HOW TO COMPLETE THIS TASK.
Hunt through the entries for the word "overcast" and copy each line in which it appears.

Stored records:
- - - - - - -

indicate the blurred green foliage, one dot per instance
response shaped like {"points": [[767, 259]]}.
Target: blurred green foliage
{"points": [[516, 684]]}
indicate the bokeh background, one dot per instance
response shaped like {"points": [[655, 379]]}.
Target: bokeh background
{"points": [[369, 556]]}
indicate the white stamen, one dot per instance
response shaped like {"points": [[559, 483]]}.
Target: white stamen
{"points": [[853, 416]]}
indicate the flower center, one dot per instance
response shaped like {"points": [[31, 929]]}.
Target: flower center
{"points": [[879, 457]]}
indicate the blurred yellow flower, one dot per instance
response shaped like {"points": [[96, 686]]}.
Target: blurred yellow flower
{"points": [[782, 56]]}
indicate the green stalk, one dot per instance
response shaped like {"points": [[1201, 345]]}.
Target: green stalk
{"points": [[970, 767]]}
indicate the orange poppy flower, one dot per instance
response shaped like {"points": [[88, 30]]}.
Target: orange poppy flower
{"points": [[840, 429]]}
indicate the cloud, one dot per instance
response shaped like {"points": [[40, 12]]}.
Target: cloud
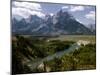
{"points": [[65, 7], [25, 9], [76, 8], [28, 5], [51, 14], [90, 15]]}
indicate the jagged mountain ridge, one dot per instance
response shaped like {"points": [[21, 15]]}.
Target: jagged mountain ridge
{"points": [[59, 23]]}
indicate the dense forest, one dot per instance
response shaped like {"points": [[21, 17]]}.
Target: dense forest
{"points": [[27, 49]]}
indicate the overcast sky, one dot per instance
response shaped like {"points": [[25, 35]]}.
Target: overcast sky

- - - - - - -

RESULT FOR THIS TASK.
indicate the overcast sky, one dot per instance
Target: overcast sky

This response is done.